EXERCISE DETAILS
Repeat each line of the data below exactly, but skip the pictures.

Source records
>>

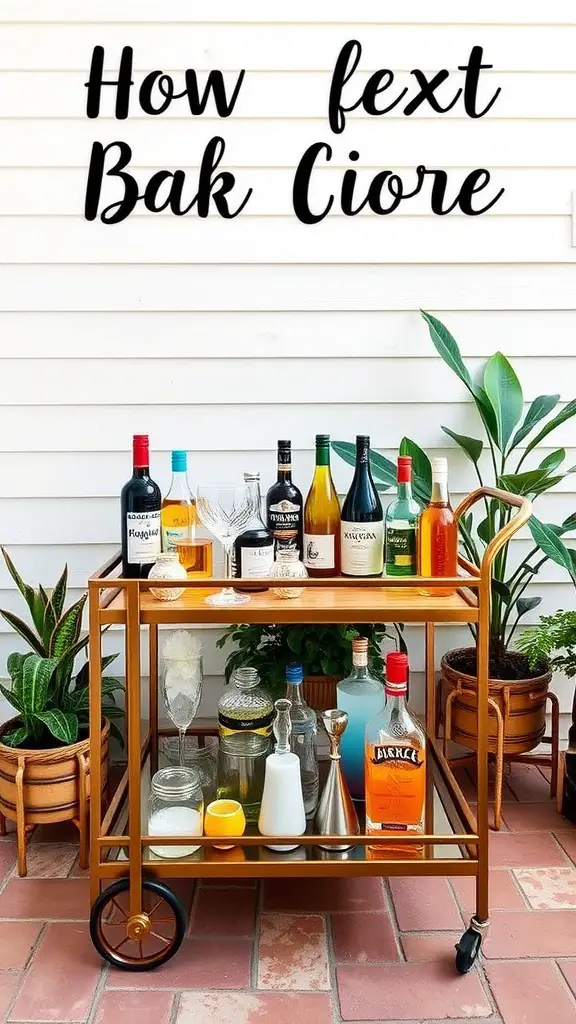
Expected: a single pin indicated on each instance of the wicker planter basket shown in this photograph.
(46, 786)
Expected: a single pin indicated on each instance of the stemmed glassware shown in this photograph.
(181, 682)
(225, 511)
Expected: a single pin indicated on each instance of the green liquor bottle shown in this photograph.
(402, 525)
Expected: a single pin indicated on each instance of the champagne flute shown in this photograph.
(181, 682)
(224, 510)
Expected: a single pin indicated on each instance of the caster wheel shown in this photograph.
(467, 950)
(144, 941)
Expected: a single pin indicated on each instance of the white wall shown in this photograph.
(222, 336)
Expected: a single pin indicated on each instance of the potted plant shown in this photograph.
(518, 690)
(44, 750)
(553, 640)
(325, 652)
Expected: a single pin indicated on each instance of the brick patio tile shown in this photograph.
(568, 842)
(504, 894)
(525, 850)
(548, 888)
(50, 860)
(533, 817)
(435, 946)
(9, 982)
(46, 899)
(402, 991)
(215, 963)
(568, 969)
(424, 904)
(530, 933)
(7, 859)
(531, 992)
(254, 1008)
(528, 782)
(16, 940)
(293, 952)
(361, 938)
(324, 895)
(223, 911)
(62, 981)
(141, 1006)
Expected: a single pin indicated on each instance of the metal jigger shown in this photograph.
(336, 814)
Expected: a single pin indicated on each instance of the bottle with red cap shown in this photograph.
(140, 513)
(401, 528)
(396, 763)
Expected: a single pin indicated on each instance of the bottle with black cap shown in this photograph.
(362, 530)
(284, 505)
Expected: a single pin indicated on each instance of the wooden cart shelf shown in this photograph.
(119, 846)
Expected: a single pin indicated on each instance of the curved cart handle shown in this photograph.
(503, 536)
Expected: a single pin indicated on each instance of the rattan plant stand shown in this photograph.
(137, 922)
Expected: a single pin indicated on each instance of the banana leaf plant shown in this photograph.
(52, 702)
(504, 427)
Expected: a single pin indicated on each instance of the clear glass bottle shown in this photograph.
(439, 531)
(396, 762)
(245, 720)
(362, 696)
(253, 550)
(178, 507)
(289, 566)
(302, 740)
(322, 517)
(175, 808)
(167, 566)
(402, 525)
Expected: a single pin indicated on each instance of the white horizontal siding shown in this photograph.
(222, 336)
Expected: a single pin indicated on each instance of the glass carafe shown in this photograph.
(245, 720)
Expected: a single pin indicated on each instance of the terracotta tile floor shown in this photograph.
(321, 951)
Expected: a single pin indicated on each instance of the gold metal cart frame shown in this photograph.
(132, 904)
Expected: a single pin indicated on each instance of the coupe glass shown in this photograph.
(181, 682)
(225, 511)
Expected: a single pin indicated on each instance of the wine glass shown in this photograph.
(225, 511)
(181, 682)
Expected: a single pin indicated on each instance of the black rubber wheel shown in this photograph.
(160, 941)
(467, 950)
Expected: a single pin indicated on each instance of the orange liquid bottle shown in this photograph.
(439, 532)
(396, 765)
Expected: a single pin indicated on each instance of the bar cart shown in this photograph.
(137, 922)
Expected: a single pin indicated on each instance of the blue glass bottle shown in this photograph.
(362, 696)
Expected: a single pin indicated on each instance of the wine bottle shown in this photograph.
(402, 524)
(178, 507)
(139, 505)
(284, 505)
(322, 517)
(362, 528)
(253, 550)
(439, 531)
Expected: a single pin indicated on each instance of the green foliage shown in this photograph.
(323, 650)
(499, 404)
(52, 706)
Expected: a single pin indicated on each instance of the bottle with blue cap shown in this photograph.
(178, 507)
(302, 740)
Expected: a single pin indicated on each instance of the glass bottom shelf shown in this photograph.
(444, 821)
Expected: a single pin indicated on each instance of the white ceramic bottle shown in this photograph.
(282, 810)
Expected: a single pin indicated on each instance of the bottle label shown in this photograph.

<<

PROBLEM SOLUTION
Expected: a single pin indicated on each instance of the wicker planter basket shown in this photograph.
(46, 786)
Expected: a single pin indicated on each instance of the stemmed glassware shown in this photograph.
(181, 682)
(225, 511)
Expected: a single pin indicated on each instance of the green liquor bottle shown in this photograph.
(402, 525)
Expected: a single pin indicated on each instance of the champagne flute shown in this photograph.
(181, 682)
(224, 510)
Expected: a single pin indicated on each instance of the caster wheel shown in this photograph.
(467, 950)
(144, 941)
Expected: a single pin indicated on each instance of the white wall shown in this photograph.
(222, 336)
Expected: a single pin indicated on each instance of the potted plant shown in this photograph.
(518, 690)
(44, 750)
(553, 640)
(325, 652)
Expected: a single pin indicated on each instance of the brick patio tile shown in this photograph.
(568, 842)
(504, 894)
(525, 850)
(548, 888)
(50, 860)
(533, 817)
(435, 946)
(9, 982)
(46, 899)
(402, 991)
(215, 963)
(568, 969)
(424, 904)
(530, 933)
(7, 859)
(531, 992)
(254, 1008)
(528, 782)
(16, 940)
(293, 952)
(361, 938)
(324, 895)
(223, 911)
(62, 981)
(141, 1006)
Expected: a single pin indicated on each instance of the metal jigger shown in this photograph.
(336, 814)
Expected: a single pin indicated on each instance of the bottle with red cap shown in this photograph.
(140, 513)
(401, 528)
(396, 763)
Expected: a single pin indicated on each instance of the bottle with black cap shown in this photograph.
(362, 530)
(284, 505)
Expected: a single pin indicated on each instance of the wooden cart shelf shown in this photograph.
(119, 846)
Expected: a single pin indicated on each instance of the curved cart handle shown in this photograph.
(503, 536)
Expected: a single pin indicated on each instance of the rattan plant stand shown in this photograph.
(137, 922)
Expected: a single pin indicated on each instance of the banana leaf plant shown in this photograph.
(52, 702)
(504, 427)
Expected: a single pin indicated on each instance of the clear glass bottle shown in this photograph.
(439, 531)
(396, 762)
(245, 720)
(362, 696)
(253, 550)
(178, 507)
(289, 566)
(302, 740)
(322, 517)
(175, 808)
(167, 566)
(402, 525)
Expected: a single pin indicated on each instance of the white horizontal siding shown in this photograph.
(222, 336)
Expected: a single pin indicated on each instance of the glass carafe shown in this photograph.
(245, 720)
Expected: a single pin indicated on each instance of the terracotta tile floor shown in this photograph.
(321, 951)
Expected: a single pin indicated on each instance of the gold metal cart frame shown in this photograph.
(132, 904)
Expected: a single pin indicated on each instance of the coupe glass shown in this photograph.
(181, 682)
(225, 511)
Expected: a single pin indicated on each instance of the wine glass shown in this photograph.
(225, 511)
(181, 682)
Expected: a single pin indicated on each instance of the black rubber wheel shown in this photograph.
(160, 941)
(467, 950)
Expected: a single pin indicated on each instance of the orange liquid bottle shown in this photograph.
(439, 532)
(396, 765)
Expected: a single pin indicated on each instance of the bar cart shown in this photograph.
(137, 922)
Expected: a single pin indicated on each instance of the blue glass bottle shown in this photograph.
(362, 696)
Expected: a single pin indicated on each instance of the wine bottle shown in this photograph.
(402, 524)
(178, 507)
(139, 505)
(284, 505)
(322, 517)
(362, 528)
(253, 550)
(439, 531)
Expected: a single pin indicated on each instance of the green foliage shown in this photograph.
(323, 650)
(499, 404)
(52, 706)
Expected: a single pin indicated on each instance of the bottle with blue cap shown in this photograph.
(178, 507)
(302, 740)
Expected: a single pin indicated on each instance of the glass bottom shelf shown in this photograph.
(444, 821)
Expected: a single pin indicated on each instance of the white ceramic bottle shown in this photograph.
(282, 810)
Expected: a single pin indicated on each instance of the bottle label shown in this photograph.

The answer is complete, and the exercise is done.